» **What is asked**
Please count the lines in the data below that contain the word "butterfly" and reply with the number alone.
>> BEGIN
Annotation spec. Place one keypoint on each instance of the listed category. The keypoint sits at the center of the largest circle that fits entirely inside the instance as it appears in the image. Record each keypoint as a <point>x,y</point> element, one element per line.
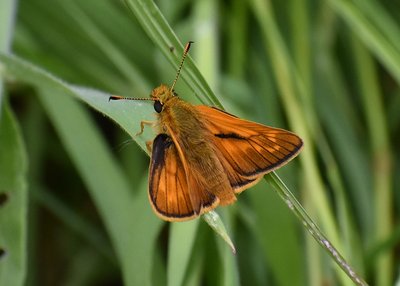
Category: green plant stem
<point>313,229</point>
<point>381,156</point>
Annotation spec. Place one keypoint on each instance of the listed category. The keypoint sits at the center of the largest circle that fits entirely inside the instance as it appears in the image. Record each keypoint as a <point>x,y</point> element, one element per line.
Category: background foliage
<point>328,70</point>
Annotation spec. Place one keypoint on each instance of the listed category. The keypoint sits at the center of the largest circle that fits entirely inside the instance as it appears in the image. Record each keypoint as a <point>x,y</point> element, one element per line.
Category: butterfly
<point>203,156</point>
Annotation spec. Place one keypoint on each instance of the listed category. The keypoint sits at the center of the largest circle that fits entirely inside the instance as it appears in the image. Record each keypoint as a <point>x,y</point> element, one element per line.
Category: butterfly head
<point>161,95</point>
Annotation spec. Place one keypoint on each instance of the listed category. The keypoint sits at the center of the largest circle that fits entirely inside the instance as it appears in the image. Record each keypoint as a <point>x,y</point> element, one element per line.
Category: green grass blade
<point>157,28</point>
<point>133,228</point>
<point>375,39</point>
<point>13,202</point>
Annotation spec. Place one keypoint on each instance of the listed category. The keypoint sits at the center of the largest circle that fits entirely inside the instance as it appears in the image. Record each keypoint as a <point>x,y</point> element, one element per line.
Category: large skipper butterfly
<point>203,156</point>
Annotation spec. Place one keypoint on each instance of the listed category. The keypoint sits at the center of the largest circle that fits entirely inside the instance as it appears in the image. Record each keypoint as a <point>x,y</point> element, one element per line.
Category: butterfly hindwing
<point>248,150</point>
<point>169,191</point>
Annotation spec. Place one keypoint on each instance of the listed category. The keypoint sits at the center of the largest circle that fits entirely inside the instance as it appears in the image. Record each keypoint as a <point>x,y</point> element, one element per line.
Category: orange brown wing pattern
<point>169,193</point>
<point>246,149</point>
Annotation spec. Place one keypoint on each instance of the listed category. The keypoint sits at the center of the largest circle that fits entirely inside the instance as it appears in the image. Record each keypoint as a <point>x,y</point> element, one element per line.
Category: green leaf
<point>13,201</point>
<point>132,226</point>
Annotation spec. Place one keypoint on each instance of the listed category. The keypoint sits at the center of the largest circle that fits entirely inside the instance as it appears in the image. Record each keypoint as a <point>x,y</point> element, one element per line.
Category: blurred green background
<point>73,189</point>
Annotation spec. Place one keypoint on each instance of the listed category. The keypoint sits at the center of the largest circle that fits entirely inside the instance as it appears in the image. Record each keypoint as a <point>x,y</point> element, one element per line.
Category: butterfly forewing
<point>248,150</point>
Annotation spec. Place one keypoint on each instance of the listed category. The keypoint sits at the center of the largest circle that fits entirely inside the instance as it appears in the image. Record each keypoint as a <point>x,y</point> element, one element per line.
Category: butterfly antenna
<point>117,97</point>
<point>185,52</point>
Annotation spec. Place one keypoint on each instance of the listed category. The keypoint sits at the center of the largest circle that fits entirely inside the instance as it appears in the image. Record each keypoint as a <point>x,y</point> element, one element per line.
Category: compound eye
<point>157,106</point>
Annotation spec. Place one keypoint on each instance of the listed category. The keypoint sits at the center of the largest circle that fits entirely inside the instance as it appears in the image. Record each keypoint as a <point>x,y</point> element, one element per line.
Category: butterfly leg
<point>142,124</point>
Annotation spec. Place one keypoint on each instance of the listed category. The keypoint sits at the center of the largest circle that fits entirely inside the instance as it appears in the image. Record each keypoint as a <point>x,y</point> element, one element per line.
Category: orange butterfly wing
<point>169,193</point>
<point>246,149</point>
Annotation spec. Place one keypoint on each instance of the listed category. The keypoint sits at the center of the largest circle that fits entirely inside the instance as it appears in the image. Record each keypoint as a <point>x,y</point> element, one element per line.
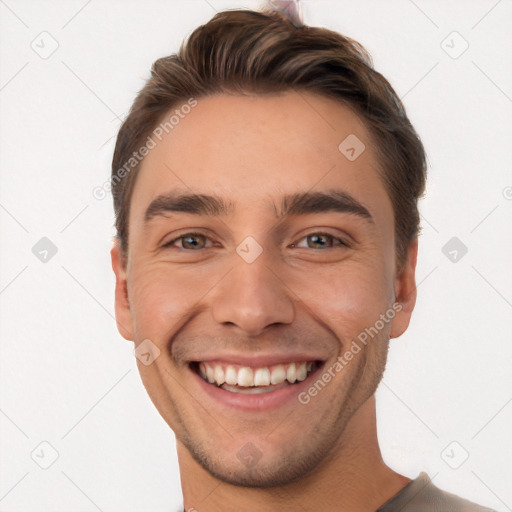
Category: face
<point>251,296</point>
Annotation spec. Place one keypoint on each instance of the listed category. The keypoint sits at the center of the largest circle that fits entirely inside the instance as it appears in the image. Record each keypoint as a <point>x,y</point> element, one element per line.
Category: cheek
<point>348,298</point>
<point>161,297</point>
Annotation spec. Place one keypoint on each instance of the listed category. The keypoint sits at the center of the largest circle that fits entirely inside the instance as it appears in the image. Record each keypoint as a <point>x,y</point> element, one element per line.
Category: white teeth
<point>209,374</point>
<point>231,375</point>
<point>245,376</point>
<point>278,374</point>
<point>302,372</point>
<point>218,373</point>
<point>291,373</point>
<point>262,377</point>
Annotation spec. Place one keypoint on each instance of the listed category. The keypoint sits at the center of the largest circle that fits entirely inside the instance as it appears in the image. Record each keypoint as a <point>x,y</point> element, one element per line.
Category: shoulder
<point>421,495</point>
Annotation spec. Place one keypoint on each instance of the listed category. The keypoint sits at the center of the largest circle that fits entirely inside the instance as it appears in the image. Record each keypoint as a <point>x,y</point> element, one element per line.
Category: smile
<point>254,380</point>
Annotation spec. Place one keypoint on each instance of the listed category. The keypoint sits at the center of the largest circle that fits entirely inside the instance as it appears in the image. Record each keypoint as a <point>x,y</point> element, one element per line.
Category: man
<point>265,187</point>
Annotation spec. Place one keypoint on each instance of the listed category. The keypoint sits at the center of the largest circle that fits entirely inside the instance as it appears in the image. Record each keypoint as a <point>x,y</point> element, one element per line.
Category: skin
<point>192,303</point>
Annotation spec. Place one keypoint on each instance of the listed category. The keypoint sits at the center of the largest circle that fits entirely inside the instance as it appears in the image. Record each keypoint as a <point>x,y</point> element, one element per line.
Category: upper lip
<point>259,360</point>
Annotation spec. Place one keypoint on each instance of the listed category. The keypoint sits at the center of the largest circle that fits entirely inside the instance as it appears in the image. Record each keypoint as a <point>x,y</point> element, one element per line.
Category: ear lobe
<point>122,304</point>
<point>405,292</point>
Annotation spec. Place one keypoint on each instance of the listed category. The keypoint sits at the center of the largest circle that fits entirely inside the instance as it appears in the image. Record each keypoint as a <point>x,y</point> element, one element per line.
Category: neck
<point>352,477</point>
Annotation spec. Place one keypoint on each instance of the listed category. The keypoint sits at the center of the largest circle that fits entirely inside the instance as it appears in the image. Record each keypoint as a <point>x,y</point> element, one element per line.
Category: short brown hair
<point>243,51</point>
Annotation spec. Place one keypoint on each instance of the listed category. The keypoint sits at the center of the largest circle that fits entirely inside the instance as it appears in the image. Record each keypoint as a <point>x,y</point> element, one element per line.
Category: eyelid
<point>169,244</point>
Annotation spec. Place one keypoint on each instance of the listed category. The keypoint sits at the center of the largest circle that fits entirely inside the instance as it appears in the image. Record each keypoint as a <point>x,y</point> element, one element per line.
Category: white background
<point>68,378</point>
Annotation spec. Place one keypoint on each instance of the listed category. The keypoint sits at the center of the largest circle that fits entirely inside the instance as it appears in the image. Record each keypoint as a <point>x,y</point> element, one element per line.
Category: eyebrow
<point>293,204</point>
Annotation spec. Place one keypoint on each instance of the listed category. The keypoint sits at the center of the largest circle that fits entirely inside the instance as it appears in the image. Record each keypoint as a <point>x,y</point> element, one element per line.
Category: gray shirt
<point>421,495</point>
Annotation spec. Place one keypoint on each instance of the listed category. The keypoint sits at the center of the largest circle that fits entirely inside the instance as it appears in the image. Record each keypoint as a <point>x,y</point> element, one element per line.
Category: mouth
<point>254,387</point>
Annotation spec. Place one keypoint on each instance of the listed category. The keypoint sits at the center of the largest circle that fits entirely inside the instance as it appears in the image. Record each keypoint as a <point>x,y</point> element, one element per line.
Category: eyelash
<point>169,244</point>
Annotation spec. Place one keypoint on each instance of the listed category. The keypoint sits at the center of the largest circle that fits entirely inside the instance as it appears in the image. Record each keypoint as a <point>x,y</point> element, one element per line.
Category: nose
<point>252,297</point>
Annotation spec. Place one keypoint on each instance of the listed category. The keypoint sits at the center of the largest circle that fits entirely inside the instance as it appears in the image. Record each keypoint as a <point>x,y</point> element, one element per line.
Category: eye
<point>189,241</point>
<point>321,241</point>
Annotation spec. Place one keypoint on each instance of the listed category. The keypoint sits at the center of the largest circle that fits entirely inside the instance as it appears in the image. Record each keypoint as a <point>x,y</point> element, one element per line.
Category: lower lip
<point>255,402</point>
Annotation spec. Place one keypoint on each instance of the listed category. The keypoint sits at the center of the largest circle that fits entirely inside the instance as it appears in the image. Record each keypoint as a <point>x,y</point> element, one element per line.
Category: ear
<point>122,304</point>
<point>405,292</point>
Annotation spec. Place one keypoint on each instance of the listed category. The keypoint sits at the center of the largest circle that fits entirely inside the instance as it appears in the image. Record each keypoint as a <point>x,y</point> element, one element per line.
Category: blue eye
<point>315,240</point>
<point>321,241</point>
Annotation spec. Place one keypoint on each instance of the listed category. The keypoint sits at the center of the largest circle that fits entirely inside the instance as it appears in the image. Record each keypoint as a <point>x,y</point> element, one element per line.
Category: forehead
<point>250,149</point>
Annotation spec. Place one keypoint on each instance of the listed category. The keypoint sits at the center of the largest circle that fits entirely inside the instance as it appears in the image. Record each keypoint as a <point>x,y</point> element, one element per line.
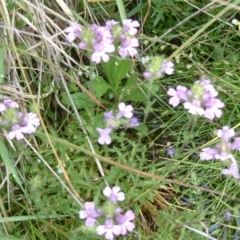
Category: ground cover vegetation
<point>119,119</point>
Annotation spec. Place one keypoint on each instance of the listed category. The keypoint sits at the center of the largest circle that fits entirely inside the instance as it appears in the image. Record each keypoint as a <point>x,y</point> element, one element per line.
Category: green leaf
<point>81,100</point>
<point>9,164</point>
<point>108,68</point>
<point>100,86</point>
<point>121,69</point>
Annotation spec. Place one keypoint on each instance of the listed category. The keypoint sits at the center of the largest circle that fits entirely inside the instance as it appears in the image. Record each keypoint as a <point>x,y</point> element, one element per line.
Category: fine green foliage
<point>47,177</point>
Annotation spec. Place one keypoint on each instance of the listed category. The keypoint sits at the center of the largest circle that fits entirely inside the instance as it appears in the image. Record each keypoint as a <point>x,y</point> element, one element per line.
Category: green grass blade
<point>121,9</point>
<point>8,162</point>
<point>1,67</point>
>> END
» **Full output**
8